#### Available data
○ ○ ○ ○ ○
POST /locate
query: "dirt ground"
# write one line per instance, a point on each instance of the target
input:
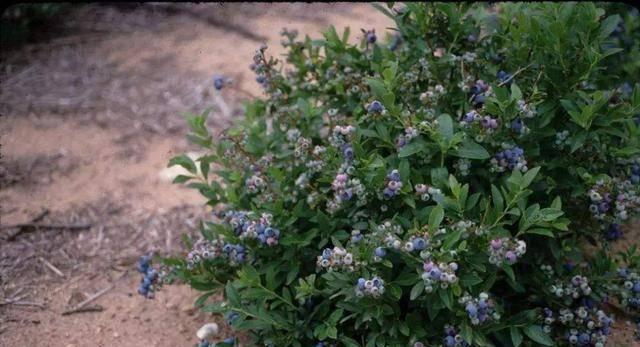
(89, 120)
○ ○ ○ ○ ○
#### Try it
Output the entries above exactly. Do not include the pictures.

#### Result below
POST /locate
query: "dirt ground"
# write one line per instance, a point on each instance of the target
input:
(89, 120)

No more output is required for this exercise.